**本文抜粋**
"""

たとえばそれは時折挟まれるノートの文章であったり

自らの女性性が表出した身体の欠落あるいは膨張

そういうものをいかにも昼ドラめいた筋に載せる

それだけではもちろんうすら寒いのだけど、用いられる言葉がそうはさせない

そこが最大の魅力だと思います

 6: 川上未映子さんのデビューは衝撃でした。まず文体から、すごいユニークで存在感のある作家だった。小説とか詩の世界ににわかに光がともったようなそんな当時の状況をおもいだすばかり。この小説も初期川上の非常に魅力的な大阪弁に貫かれており、いまよんでもなにか当時の熱がまだそこにあるような印象を受けました。

 小野寺: 年齢不詳、時代不詳の世界が広がっていると思いました。そして、これは水商売系の話なんだろうか、論理が一般人ぽくなくて、平和な家庭を築こうとかそういう意思のない世界やなと思いました

 annaendo: まず語り手と作家が限りなく近いのでは、と思わせる文体。それが、嫌みでもなくさらさらと気持ちよく読み進められるところが魅力だと思います。作家の触覚と直接繋がっているような感覚って言ったらいいんでしょうか。

 annaendo: 6さんと同じように私も衝撃を受けた一人なんですが、今改めて読み返してみても勢いはあるんですが、なんとなくちょっともう古いのかなぁ、っていう昔の懐メロ聴いてるみたいな気分になったんですよねぇ

 牧村拓: そこは小野寺さんの言う時代不詳という雰囲気と相反するものでしょうか

 annaendo: 時代不詳とかはわからなかったんですが、それだけ今活躍している作家が色々な小説を書いてるっていう印象があったんだな、と思いました。

 小野寺: さきほど少し読み返してみてあんなさんの言われることわかります。

 6: 『乳と卵』という小説がもっていたものが―なんだろう―たしかに「過去」となってしまった妙な感慨は僕も受けていました。

 小野寺: 当時の新鮮さはやや他の作家によって薄められたかも

 牧村拓: 僕の勝手なイメージですけど純文よりの女性作家はそういう時代観で書くことが比較的多いのではないかなと思います

 6: 端的にいうと、本当におもしろいのか、という問題に揺れています。

 annaendo: 時代観、たしかに

 小野寺: でも

 小野寺: 中沢けいは70年代ですが今でも通用しそうな感覚があります

 牧村拓: 時流によって消えることのない価値を有しているかという点においては僕はこの作品に関して言えばあるんじゃないかなと思いますね

 annaendo: たとえばどういう部分ですか>牧村さん

 6: あんなさんの感じられた古さというのは、この作品における時代不詳の点ではなく、ひとつの作品としてそれがいつまでも新鮮さをたもっているかどうかという点だとおもったのですが・・・

 6: ちがうかな

 牧村拓: 日本語ってこういうふうにも使えるんだという発見を我々に与えてくれたという要素を持っていると思います。それはひとつの点として固有の価値を持つんじゃないかな

 牧村拓: たとえば擬声語・理屈の使い方・方言・会話文の雰囲気

 annaendo: 新鮮さ、という点はあると思います。自分でもそれがどこから来ているのか、いまいち把握しきれてないんですが、小野寺さんの言うようにその時の先端、というのがやはり何年か経つと変わってくるっていうのもあるのかもしれません。

"""

**資料一覧**
"""

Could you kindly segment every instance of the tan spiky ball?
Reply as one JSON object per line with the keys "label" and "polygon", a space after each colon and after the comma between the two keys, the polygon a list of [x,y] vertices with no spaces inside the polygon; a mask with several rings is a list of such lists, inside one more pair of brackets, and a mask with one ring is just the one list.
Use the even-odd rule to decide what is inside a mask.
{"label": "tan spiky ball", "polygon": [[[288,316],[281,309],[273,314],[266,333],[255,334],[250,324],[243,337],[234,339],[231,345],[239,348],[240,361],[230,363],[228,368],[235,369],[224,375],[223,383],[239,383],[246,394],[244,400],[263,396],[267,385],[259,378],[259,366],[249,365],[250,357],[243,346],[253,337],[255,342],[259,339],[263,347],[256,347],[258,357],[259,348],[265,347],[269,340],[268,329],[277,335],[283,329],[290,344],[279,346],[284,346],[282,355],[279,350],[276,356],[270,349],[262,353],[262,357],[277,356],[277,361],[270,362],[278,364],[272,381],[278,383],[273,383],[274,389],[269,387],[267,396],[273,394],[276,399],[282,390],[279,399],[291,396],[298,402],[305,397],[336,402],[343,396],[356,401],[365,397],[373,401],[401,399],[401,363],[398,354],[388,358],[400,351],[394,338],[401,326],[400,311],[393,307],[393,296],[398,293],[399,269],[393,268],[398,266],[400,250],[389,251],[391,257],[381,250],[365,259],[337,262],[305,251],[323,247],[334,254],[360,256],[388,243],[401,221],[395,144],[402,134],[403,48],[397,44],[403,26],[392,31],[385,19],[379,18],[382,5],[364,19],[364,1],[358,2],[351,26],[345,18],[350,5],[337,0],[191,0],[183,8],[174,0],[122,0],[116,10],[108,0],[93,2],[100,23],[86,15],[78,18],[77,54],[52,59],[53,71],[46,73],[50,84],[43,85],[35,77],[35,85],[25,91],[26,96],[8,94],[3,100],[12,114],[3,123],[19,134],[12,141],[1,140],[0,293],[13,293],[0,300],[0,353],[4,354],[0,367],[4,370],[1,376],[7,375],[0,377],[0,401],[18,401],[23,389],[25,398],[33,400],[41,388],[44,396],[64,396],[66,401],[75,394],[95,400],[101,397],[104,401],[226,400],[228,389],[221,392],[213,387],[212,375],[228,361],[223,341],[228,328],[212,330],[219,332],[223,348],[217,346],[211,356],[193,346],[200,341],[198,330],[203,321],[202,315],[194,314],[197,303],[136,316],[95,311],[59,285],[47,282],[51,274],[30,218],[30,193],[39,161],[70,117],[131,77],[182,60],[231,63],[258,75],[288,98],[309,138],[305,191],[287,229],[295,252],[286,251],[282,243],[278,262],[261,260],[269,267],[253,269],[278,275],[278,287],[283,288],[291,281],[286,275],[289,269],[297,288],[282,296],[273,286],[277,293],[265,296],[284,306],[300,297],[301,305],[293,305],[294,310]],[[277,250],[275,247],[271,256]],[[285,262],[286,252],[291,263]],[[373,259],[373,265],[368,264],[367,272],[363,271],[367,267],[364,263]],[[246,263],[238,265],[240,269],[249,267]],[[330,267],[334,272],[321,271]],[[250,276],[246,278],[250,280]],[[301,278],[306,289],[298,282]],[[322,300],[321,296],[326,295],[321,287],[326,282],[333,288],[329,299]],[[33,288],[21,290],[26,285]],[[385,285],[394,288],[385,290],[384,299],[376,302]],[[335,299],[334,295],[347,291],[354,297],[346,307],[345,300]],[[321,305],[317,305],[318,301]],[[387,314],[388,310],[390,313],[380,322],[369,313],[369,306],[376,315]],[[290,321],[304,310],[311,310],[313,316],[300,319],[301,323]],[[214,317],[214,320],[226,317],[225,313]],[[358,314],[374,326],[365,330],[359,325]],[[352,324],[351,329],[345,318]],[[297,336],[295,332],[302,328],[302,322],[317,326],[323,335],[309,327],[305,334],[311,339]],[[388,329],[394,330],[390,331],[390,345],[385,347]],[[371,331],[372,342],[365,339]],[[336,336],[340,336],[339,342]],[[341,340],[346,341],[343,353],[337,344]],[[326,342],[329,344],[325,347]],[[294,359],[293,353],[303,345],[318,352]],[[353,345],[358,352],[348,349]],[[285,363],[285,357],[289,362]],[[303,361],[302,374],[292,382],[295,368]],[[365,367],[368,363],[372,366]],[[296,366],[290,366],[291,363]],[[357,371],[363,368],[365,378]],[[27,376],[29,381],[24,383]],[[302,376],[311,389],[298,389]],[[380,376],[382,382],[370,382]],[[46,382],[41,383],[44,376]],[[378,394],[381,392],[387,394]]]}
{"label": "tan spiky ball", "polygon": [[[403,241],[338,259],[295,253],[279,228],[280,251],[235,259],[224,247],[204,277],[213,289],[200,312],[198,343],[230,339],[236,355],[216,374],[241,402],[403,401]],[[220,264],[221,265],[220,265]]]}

"""

**課題 1**
次の (a)〜(c) の記述が本文抜粋の内容と一致するかどうか、それぞれ「はい」か「いいえ」で答え、判断の根拠となる本文抜粋の語句を原文どおりに引用してください。
(a) 小野寺は、中沢けいについて、70年代の作家だが今でも通用しそうな感覚があると述べている。
(b) annaendo は、作品に時代不詳の雰囲気を感じ取ったと述べている。
(c) 牧村拓は、擬声語や方言を例として挙げている。
**課題 2**
本文抜粋のうち、「6: 川上未映子さんのデビュ」を含む語句で始まり「て言ったらいいんでしょうか。」で終わる部分を、一字も変えずに抜き出してください。
**課題 3**
本文抜粋にある次の一文を英語に翻訳してください：「日本語ってこういうふうにも使えるんだという発見を我々に与えてくれたという要素を持っていると思います。」

**解答 1**
(a) はい。「中沢けいは70年代ですが今でも通用しそうな感覚があります」
(b) いいえ。「時代不詳とかはわからなかったんですが」
(c) はい。「たとえば擬声語・理屈の使い方・方言・会話文の雰囲気」

**解答 2**
6: 川上未映子さんのデビューは衝撃でした。まず文体から、すごいユニークで存在感のある作家だった。小説とか詩の世界ににわかに光がともったようなそんな当時の状況をおもいだすばかり。この小説も初期川上の非常に魅力的な大阪弁に貫かれており、いまよんでもなにか当時の熱がまだそこにあるような印象を受けました。

 小野寺: 年齢不詳、時代不詳の世界が広がっていると思いました。そして、これは水商売系の話なんだろうか、論理が一般人ぽくなくて、平和な家庭を築こうとかそういう意思のない世界やなと思いました

 annaendo: まず語り手と作家が限りなく近いのでは、と思わせる文体。それが、嫌みでもなくさらさらと気持ちよく読み進められるところが魅力だと思います。作家の触覚と直接繋がっているような感覚って言ったらいいんでしょうか。

**解答 3**
I think it has the quality of having given us the discovery that Japanese can also be used in this way.